**TASK BRIEF**: Leave out the pictures and copy the remaining records exactly.

>> start

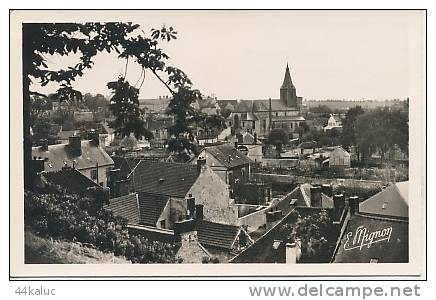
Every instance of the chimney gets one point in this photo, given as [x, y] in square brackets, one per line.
[94, 136]
[338, 207]
[327, 189]
[272, 218]
[75, 143]
[240, 138]
[199, 212]
[201, 161]
[190, 206]
[291, 253]
[44, 144]
[315, 196]
[185, 231]
[122, 187]
[270, 115]
[38, 165]
[354, 204]
[298, 242]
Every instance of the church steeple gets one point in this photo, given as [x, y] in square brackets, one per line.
[288, 92]
[287, 81]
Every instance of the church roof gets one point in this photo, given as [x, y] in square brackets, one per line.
[287, 81]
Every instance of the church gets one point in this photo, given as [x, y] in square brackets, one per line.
[261, 116]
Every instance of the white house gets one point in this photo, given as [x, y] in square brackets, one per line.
[334, 122]
[339, 158]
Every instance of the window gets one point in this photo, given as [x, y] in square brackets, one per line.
[94, 174]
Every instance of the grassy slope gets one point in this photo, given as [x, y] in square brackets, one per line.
[45, 251]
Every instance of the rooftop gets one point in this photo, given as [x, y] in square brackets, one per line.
[164, 178]
[151, 207]
[125, 206]
[216, 234]
[61, 155]
[390, 243]
[228, 156]
[71, 180]
[392, 201]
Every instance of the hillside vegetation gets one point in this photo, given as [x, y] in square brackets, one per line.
[40, 250]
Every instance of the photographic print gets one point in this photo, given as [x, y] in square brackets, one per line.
[260, 142]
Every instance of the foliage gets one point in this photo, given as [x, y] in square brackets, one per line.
[39, 105]
[60, 215]
[93, 102]
[348, 126]
[278, 137]
[321, 109]
[41, 40]
[316, 235]
[124, 105]
[380, 130]
[43, 129]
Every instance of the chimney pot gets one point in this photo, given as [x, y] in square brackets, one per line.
[76, 144]
[354, 204]
[327, 189]
[291, 253]
[315, 196]
[338, 207]
[201, 161]
[199, 212]
[94, 136]
[44, 144]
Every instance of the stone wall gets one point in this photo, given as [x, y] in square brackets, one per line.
[213, 193]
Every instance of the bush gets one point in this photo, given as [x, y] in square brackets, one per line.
[60, 215]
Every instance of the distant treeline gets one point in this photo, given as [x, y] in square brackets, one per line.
[345, 104]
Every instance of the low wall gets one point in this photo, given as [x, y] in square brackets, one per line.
[336, 182]
[254, 220]
[280, 163]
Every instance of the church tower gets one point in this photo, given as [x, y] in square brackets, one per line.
[288, 93]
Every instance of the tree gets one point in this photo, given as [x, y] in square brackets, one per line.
[380, 130]
[321, 109]
[126, 39]
[124, 105]
[278, 137]
[95, 102]
[348, 128]
[314, 231]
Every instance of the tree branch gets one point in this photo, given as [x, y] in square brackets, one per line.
[163, 82]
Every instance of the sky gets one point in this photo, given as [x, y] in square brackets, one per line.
[243, 54]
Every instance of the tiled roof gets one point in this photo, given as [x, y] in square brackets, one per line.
[216, 234]
[301, 197]
[248, 139]
[70, 179]
[228, 156]
[288, 118]
[249, 116]
[151, 207]
[241, 106]
[125, 206]
[60, 153]
[164, 178]
[307, 145]
[390, 244]
[392, 201]
[125, 164]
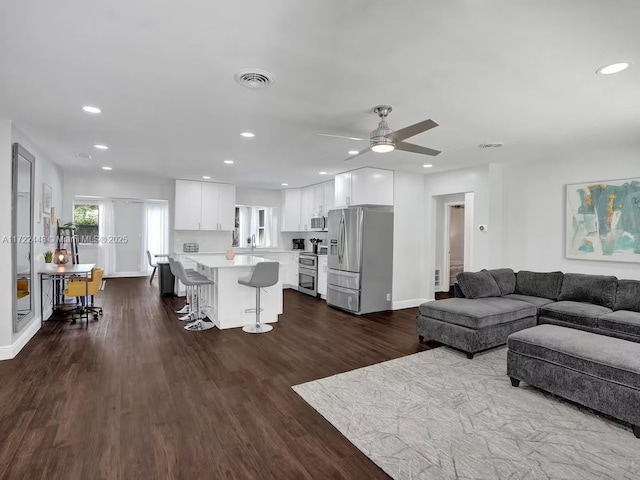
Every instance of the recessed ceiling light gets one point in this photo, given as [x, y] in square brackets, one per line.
[613, 68]
[91, 109]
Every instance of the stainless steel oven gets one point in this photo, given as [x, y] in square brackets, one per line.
[308, 274]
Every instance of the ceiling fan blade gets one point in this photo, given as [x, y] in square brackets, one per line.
[364, 150]
[341, 136]
[410, 147]
[412, 130]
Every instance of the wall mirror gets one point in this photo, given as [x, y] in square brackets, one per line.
[22, 231]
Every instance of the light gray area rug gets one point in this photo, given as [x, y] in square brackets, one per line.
[438, 415]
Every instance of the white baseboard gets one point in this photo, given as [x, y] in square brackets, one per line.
[10, 351]
[127, 275]
[413, 302]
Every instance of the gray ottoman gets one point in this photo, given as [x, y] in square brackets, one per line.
[597, 371]
[474, 325]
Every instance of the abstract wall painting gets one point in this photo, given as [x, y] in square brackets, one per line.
[603, 221]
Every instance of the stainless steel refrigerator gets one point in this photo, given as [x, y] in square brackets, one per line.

>> end

**OUTPUT FOR THIS TASK**:
Every instance of the chimney gets one point in this photo, given as [x, y] in square brackets, one per line.
[94, 136]
[338, 207]
[327, 189]
[272, 218]
[75, 143]
[240, 138]
[199, 212]
[201, 161]
[190, 206]
[291, 253]
[44, 144]
[315, 196]
[185, 231]
[122, 187]
[270, 115]
[38, 165]
[354, 204]
[298, 242]
Every instance of the church steeple gets one point in this photo, given as [x, y] in square brackets, one per line.
[288, 92]
[287, 81]
Every instance of the church roof gets one point in this photo, given as [x, y] in square brackets, one per line.
[287, 81]
Every instance of the church gets one point in this photo, given as [x, y] in square brackets, one per line.
[261, 116]
Every instance of the white house gets one point in this photo, given as [x, y] in square brackets, one per line.
[334, 122]
[339, 158]
Every instance of the window gets one point in this photo, given as [x, y] in square brackets, one per line.
[94, 174]
Every instance of the grassy slope gets one point in this photo, given as [x, y] in square brackets, one per line.
[45, 251]
Every instance of the rooftop gets one point in this photo, given as [x, y] in square brackets, one per line.
[164, 178]
[151, 207]
[125, 206]
[216, 234]
[61, 155]
[390, 243]
[228, 156]
[71, 180]
[392, 201]
Every instance of the hillside vegetation gets one point in this photo, given as [x, y] in square brackets, one per line.
[40, 250]
Every instance of the photographic print gets one point in this photo, given as [x, y] in square brackets, one per line.
[260, 142]
Every instance of the foliage gets one point in this photo, given as [x, y] in square brackets, one per line.
[39, 105]
[60, 215]
[93, 102]
[348, 126]
[278, 137]
[321, 109]
[41, 40]
[316, 235]
[124, 105]
[380, 130]
[43, 129]
Every instance of the chimney pot gets one point in this photo, given as [x, y] in square brackets, one per line.
[76, 144]
[354, 204]
[327, 189]
[291, 253]
[315, 196]
[338, 207]
[201, 161]
[199, 212]
[94, 136]
[44, 144]
Every instance of the stone wall gets one point in this photo, given as [x, y] in square brackets, one per line.
[213, 193]
Every instance of the bush gets one point in this photo, given as [x, y] in square brackets, one per line.
[60, 215]
Every instance of the distant treeline gets one point in this photo, given as [x, y] in square brackets, one per line.
[345, 104]
Every instance of the low wall gets one point in this photo, given as [x, y] in square brackets, one per line.
[336, 182]
[254, 220]
[280, 163]
Every instance of the church tower gets one point in this photo, given as [x, y] in square brackets, one per line.
[288, 93]
Every instance of the tree gets one point in this photo, given as [x, y] in square brackets, one per line.
[380, 130]
[321, 109]
[126, 39]
[124, 105]
[278, 137]
[95, 102]
[348, 128]
[314, 231]
Every instance of the tree branch gets one point in this photo, given as [x, y] in square brackets, one per line.
[163, 82]
Every instance of the sky gets one point in this photo, given as [x, y] in square brackets, one per line.
[243, 54]
Every instance of the tiled roof gets one point in this photo, given as [x, y] in square brackets, one per line.
[216, 234]
[301, 197]
[248, 139]
[70, 179]
[228, 156]
[288, 118]
[249, 116]
[151, 207]
[241, 106]
[125, 206]
[60, 153]
[164, 178]
[307, 145]
[390, 244]
[392, 201]
[125, 164]
Every instance of the recessed ceiling light gets one point in this photo, given as [x, y] in square brackets, one per line.
[613, 68]
[91, 109]
Every instance of the stainless steel oven gets one point in this photo, given as [x, y] in square brackets, one per line.
[308, 274]
Every instance of the ceiling fan blade gets one point in this photo, given as [x, y] in square brackets, one per line.
[364, 150]
[341, 136]
[410, 147]
[412, 130]
Every instance of the wall mirror gets one point in this photo, given as [x, y] in square brackets, one per line.
[22, 231]
Every instance of the light gray area rug gets one point in this photo, given as [x, y] in square brackets, one per line.
[438, 415]
Every instance of the white baseboard gets one point in this photo, given as [x, y] in square brackets, one per line.
[10, 351]
[127, 275]
[413, 302]
Every instance of the gray ottoman gets one point in this photo, given as [x, y] in square brackets, one per line.
[597, 371]
[474, 325]
Every instance of the abstract wall painting gets one point in this photo, given as [x, y] in square brackets, one per line.
[603, 221]
Every instance of the stainless steel refrigerator gets one point in this photo, given as [x, y] in square brackets, one per line.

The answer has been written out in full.